> THE TASK
Every record that follows should be printed verbatim.

> RAW DATA
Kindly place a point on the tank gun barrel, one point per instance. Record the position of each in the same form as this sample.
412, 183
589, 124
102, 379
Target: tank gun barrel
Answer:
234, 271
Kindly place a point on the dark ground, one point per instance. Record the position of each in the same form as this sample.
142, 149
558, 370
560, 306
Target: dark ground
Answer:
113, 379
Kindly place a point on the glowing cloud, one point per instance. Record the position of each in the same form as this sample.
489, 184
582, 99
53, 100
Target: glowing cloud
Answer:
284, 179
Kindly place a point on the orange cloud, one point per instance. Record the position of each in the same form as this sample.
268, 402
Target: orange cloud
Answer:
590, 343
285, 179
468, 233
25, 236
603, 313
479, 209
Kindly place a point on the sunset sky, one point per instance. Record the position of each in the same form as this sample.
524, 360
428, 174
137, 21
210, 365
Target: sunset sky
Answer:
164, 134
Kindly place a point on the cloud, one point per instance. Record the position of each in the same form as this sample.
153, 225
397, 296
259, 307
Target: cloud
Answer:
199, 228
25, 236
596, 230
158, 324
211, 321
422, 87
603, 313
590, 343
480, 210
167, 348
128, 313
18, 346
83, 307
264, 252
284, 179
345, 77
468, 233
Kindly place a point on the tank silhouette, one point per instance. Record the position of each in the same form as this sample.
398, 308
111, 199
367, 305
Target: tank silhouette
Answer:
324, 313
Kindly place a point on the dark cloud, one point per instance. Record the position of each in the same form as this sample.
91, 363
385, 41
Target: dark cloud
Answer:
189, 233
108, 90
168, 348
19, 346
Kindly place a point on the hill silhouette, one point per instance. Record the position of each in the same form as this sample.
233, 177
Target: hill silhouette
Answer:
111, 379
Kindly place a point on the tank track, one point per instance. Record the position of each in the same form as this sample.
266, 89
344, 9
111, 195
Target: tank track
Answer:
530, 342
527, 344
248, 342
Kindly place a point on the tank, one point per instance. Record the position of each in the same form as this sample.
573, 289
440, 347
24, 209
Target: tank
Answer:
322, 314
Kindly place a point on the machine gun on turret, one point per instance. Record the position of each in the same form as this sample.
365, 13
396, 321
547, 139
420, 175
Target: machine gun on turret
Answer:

> RESPONSE
Kindly place a point on the tank gun barrel, one point per instance. Record the position of each in the same form as this sample.
412, 183
589, 124
102, 379
Target: tank gun barrel
Answer:
234, 271
Kindly place a point on the dark ground, one point per instance. Record the position of each in the same form as this sample.
142, 149
558, 370
560, 306
Target: dark ground
Answer:
113, 379
Kindly place a point on the glowing cloud, one point per instance. Record the position of each in the same form as this sample.
489, 184
582, 99
53, 100
Target: glowing cloud
Answer:
284, 179
Kindly place a point on the orange cloud, one point per instance. Record the position of each in the same form as this sample.
268, 402
Target: orange cloud
Answer:
590, 343
285, 179
468, 233
25, 236
603, 313
479, 209
Kindly place a point on the sunset sky, one point per instance. Record the position of each in the same form as this sample.
524, 360
428, 174
137, 21
210, 365
Target: sunset sky
Answer:
164, 134
Kindly place a point on the cloud, one point per instance. Record the position of each in the same form as this sample.
153, 225
397, 296
259, 307
Target: cloud
Answer:
199, 228
25, 236
596, 230
158, 324
211, 321
422, 87
603, 313
590, 343
480, 210
167, 348
128, 313
18, 346
83, 307
264, 252
284, 179
345, 77
468, 233
Kindly place a point on the tank silhouette, one point per instance. Record the position of each in the same form as this sample.
398, 308
111, 199
367, 305
Target: tank silhouette
Answer:
324, 313
Kindly place a point on the dark cloud, one point per instance. Record the position of each in the same form as this sample.
91, 363
385, 41
Target: dark cloud
Answer:
189, 233
108, 90
168, 348
19, 346
Kindly place a point on the hill silhouette, one point per instance. Record the position of each in the same form as this sample.
233, 177
Target: hill silhouette
Answer:
111, 379
Kindly place a point on the tank track, one point per instance. Record the position of each in the same form as this sample.
266, 89
344, 9
111, 195
Target: tank track
Answer:
530, 342
527, 344
248, 342
Kindly place a point on the tank, one point per instance. Record the position of each in the same form as this sample.
573, 289
440, 347
24, 209
Target: tank
Answer:
322, 314
Kindly place a point on the machine gun on turret, one point per instance. Record the position of each in the same form as this sample.
365, 13
396, 321
547, 139
420, 175
Target: machine gun on turret
Answer:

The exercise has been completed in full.